[Point placement records]
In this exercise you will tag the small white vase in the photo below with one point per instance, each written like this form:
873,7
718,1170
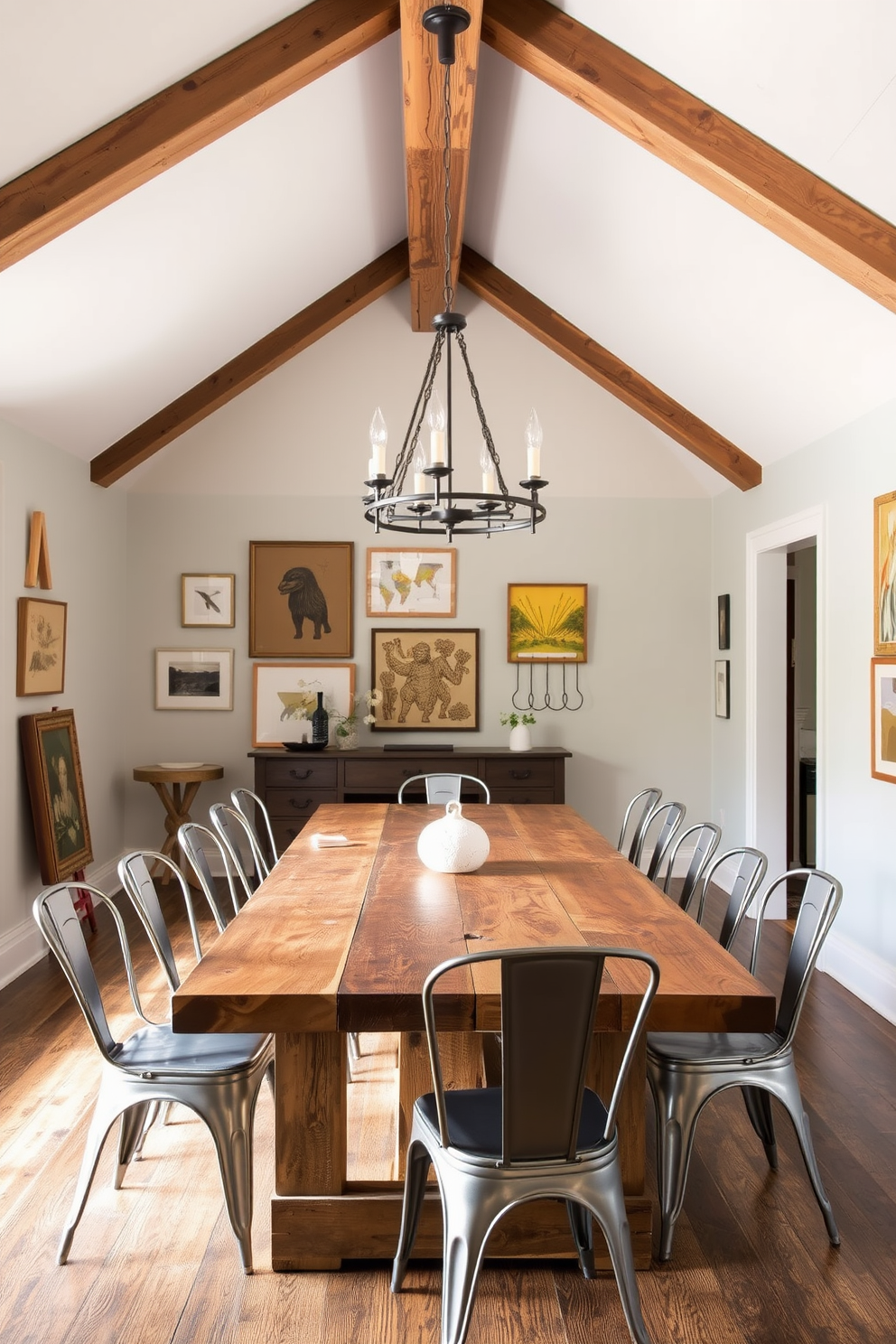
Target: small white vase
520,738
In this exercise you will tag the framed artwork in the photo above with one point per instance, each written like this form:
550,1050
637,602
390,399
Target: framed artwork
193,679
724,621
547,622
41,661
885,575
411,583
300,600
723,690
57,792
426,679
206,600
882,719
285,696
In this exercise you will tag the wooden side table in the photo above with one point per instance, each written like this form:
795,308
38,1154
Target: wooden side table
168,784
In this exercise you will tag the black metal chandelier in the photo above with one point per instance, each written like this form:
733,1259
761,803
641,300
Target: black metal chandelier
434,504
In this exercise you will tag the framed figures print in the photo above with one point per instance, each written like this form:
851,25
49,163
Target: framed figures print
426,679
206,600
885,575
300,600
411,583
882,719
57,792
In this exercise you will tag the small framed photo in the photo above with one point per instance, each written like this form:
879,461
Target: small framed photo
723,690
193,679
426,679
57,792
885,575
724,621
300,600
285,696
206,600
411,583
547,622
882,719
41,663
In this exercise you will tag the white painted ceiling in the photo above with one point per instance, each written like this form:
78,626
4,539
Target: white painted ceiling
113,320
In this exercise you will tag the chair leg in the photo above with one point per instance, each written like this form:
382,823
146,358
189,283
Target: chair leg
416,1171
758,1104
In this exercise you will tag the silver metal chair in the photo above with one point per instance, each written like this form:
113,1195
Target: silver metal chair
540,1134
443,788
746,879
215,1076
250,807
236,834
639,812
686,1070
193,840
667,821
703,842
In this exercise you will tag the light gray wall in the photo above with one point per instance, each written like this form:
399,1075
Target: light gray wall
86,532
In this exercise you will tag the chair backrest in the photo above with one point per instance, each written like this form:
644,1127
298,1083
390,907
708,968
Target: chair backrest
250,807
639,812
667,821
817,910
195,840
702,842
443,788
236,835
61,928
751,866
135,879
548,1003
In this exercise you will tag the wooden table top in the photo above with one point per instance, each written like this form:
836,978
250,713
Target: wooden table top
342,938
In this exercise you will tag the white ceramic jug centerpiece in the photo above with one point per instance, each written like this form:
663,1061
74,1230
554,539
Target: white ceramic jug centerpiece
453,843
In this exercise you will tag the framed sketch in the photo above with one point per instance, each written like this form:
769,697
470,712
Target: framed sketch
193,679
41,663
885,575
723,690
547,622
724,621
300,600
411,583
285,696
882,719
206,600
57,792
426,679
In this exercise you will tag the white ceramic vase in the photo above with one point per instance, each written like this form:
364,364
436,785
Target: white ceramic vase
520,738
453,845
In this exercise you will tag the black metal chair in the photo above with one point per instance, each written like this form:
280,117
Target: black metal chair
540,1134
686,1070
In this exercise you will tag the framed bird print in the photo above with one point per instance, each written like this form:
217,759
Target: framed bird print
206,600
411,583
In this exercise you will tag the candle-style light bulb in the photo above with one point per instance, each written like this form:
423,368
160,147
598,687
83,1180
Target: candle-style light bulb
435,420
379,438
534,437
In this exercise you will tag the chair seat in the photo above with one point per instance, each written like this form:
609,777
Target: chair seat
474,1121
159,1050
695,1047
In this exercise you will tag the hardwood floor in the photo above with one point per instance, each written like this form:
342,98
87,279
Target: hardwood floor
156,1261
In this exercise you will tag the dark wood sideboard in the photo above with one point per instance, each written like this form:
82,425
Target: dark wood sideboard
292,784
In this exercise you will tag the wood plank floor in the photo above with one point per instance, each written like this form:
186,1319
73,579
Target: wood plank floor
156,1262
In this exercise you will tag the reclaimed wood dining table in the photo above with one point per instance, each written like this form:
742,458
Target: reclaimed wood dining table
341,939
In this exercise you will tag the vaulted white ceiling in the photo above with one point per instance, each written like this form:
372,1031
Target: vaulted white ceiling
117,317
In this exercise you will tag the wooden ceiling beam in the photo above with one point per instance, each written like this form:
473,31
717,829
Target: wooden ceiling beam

...

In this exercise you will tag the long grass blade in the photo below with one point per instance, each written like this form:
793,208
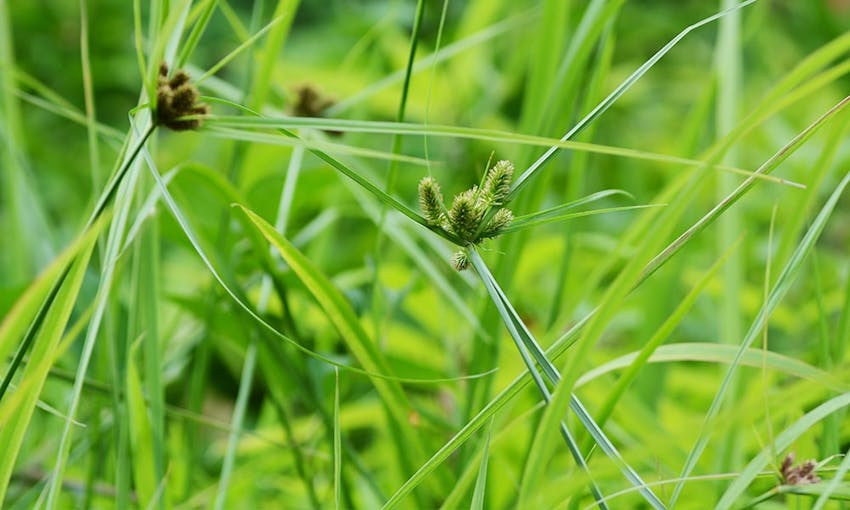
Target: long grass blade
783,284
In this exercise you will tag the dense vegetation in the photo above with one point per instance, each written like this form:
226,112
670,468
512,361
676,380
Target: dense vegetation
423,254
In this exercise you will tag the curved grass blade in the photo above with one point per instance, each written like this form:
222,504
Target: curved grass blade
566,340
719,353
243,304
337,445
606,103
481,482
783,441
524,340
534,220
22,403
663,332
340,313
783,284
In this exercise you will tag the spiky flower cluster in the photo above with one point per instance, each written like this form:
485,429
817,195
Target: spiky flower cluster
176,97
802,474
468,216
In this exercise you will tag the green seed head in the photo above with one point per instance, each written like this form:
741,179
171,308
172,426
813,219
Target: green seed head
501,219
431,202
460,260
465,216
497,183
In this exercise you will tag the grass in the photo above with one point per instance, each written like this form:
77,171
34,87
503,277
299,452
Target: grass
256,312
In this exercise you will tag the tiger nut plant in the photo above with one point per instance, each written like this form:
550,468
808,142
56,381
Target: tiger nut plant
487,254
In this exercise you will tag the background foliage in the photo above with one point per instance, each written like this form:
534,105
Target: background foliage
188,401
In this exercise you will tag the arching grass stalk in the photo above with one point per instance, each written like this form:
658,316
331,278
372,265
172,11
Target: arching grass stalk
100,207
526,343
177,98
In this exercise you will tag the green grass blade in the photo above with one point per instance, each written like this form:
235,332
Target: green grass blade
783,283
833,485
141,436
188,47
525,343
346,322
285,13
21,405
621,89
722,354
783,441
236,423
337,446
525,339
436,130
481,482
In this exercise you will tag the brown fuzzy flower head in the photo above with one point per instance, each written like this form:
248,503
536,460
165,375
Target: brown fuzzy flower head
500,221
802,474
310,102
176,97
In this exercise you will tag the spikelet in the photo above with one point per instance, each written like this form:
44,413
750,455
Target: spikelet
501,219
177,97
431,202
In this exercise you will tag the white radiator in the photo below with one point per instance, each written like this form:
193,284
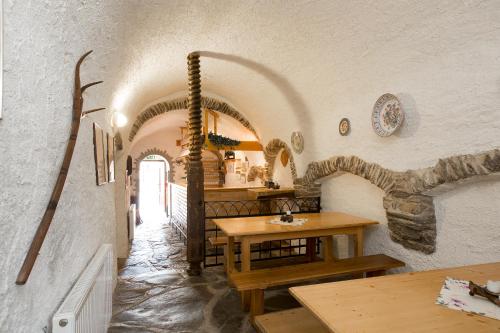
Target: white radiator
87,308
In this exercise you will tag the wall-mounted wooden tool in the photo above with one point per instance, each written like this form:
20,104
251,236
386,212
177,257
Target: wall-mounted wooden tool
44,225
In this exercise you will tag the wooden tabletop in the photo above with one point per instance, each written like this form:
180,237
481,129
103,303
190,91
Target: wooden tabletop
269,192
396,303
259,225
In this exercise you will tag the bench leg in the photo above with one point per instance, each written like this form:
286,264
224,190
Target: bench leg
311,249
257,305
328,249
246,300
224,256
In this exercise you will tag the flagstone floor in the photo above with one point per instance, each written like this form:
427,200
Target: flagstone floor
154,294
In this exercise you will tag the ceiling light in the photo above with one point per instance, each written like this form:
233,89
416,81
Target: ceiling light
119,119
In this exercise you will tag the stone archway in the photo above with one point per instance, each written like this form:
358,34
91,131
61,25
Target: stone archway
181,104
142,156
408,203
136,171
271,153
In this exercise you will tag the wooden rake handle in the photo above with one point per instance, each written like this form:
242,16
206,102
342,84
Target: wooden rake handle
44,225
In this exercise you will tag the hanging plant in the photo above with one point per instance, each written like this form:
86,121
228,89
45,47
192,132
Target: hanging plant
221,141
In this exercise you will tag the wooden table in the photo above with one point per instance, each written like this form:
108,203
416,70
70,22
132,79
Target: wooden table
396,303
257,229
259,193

Exercise goal: Pull out each line of the records that contains the word "sketch", and copy those lines in their original order.

Completed exercise:
In this exercise you will tag the framed sketch in the photo above with one point per instance, each written like this form:
Target: framed sketch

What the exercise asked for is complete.